DO THIS: Copy the lines below word for word, leaving out the pictures.

ENTRIES SHOWN:

▬▬▬

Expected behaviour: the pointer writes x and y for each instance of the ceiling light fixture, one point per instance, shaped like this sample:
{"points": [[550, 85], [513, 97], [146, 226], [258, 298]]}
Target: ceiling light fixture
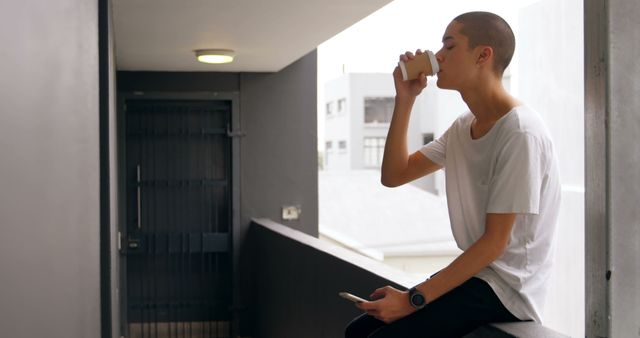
{"points": [[214, 55]]}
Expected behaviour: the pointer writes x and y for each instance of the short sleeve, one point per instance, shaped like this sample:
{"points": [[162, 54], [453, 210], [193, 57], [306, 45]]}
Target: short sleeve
{"points": [[436, 149], [516, 182]]}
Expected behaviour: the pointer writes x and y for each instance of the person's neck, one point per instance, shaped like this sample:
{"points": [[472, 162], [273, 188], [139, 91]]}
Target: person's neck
{"points": [[488, 101]]}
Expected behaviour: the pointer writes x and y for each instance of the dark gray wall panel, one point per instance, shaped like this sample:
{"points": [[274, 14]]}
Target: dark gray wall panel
{"points": [[279, 152], [624, 167]]}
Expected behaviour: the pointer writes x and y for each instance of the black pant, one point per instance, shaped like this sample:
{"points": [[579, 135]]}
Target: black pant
{"points": [[454, 314]]}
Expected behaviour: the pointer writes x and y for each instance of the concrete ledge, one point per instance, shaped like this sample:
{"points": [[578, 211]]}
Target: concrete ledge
{"points": [[298, 277], [520, 330]]}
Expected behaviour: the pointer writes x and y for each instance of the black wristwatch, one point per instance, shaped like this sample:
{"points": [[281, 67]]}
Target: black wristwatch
{"points": [[417, 298]]}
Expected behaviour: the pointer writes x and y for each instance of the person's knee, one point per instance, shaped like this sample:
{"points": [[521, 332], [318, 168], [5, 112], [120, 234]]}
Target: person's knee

▬▬▬

RESULT BELOW:
Expected behaviour: the pointer writes x and y for each instance of the ceiling light fixture, one point per instance, shaped like this sample:
{"points": [[550, 85], [513, 97], [146, 226], [258, 298]]}
Target: ceiling light fixture
{"points": [[214, 55]]}
Expected behaviour: the pointer writes x and y for each instance of the short sleeve, one point per instance, shaped like this sample:
{"points": [[162, 54], [453, 210], [193, 57], [306, 45]]}
Target: short sleeve
{"points": [[436, 149], [516, 182]]}
Expected behaviour: the pointer writes x and y for each instance of the person's neck, one point per instance, shaped like this sample:
{"points": [[472, 162], [273, 188], [139, 91]]}
Target: person's neck
{"points": [[488, 101]]}
Expected behaviour: the pointer writes x and y for each instance of the dark gray wall panel, one point per instance, shaped like this sample:
{"points": [[274, 14]]}
Target: dark gray wall panel
{"points": [[279, 152], [624, 167]]}
Expected behaviour: the pointer writes x and y for each instance of the black pant, one point per instance, shaped like this sample:
{"points": [[579, 135]]}
Target: black pant
{"points": [[454, 314]]}
Expected behaviour: the pointer writes x and y for each instance of the concrete ledge, one point per instance, shaped like this sample:
{"points": [[578, 211]]}
Target: concrete ledge
{"points": [[298, 277], [520, 330]]}
Expected behaviour: the pointer writes x and y for each instance of the black wristwatch, one point per instance, shaped like this sample:
{"points": [[281, 67]]}
Target: black wristwatch
{"points": [[417, 298]]}
Expected behaviour: the pointer writes x and y for each instance of the person's knee, one point per instance, shaped like this sample:
{"points": [[521, 332], [318, 168], [5, 112], [120, 234]]}
Target: person's knee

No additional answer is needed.